→ **The tasks**
(1) Using the registration statement excerpt below, explain why the excerpt says the consolidated financial statements can be incorporated by reference, as stated under the "EXPERTS" heading. Answer in one to three sentences.
(2) Translate this sentence from the registration statement excerpt below into Spanish: "In connection with particular offerings of our securities in the future, and unless otherwise indicated in the applicable prospectus supplement, the authorization and validity of such securities will be passed upon for Stifel Financial Corp. by Bryan Cave LLP, St. Louis, Missouri."

→ **Extract provided**
* Start *

Information about selling security holders, where applicable, will be set forth in a prospectus supplement, in a post-effective amendment, or in filings we make with the SEC under the Securities and Exchange Act of 1934, as amended, which we incorporate by reference into this registration statement.
 

VALIDITY OF SECURITIES

 
In connection with particular offerings of our securities in the future, and unless otherwise indicated in the applicable prospectus supplement, the authorization and validity of such securities will be passed upon for Stifel Financial Corp. by Bryan Cave LLP, St. Louis, Missouri.
 

EXPERTS

 
The consolidated financial statements of Stifel Financial Corp. appearing in our Annual Report on Form 10-K as of and for the year ended December 31, 2008 (including the schedule appearing therein), and the effectiveness of Stifel Financial Corp.’s internal control over financial reporting as of December 31, 2008 have been audited by Ernst & Young LLP, an independent registered public accounting firm, as set forth in its reports thereon, and incorporated herein by reference. At December 31, 2007 and for each of the two years in the period then ended, the consolidated financial statements (including the schedule appearing therein) have been audited by Deloitte & Touche LLP, an independent registered public accounting firm, as set forth in their report thereon, and incorporated herein by reference. Such financial statements have been incorporated herein by reference in reliance upon such reports given upon the authority of such firms as experts in accounting and auditing.

* End *

→ **Data segment**
* Start *

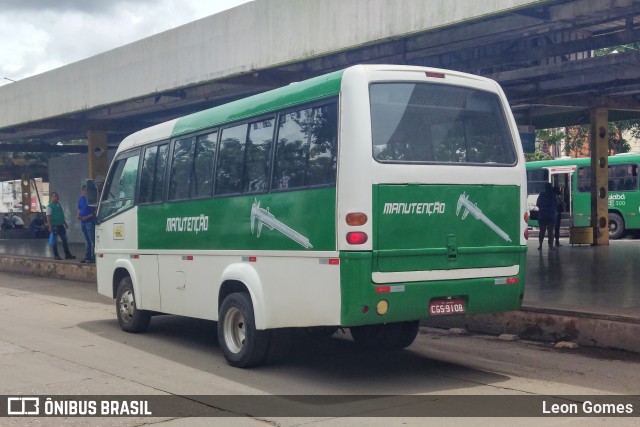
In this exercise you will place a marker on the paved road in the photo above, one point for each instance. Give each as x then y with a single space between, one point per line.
61 337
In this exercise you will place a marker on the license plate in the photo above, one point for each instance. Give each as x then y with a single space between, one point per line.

* End *

→ **Final results**
(1) The financial statements are incorporated by reference in reliance on the audit reports of Ernst & Young LLP and Deloitte & Touche LLP. Those reports are given upon the authority of these firms as experts in accounting and auditing.

(2) En relación con ofertas particulares de nuestros valores en el futuro, y salvo que se indique lo contrario en el suplemento de prospecto aplicable, la autorización y validez de dichos valores serán dictaminadas para Stifel Financial Corp. por Bryan Cave LLP, St. Louis, Missouri.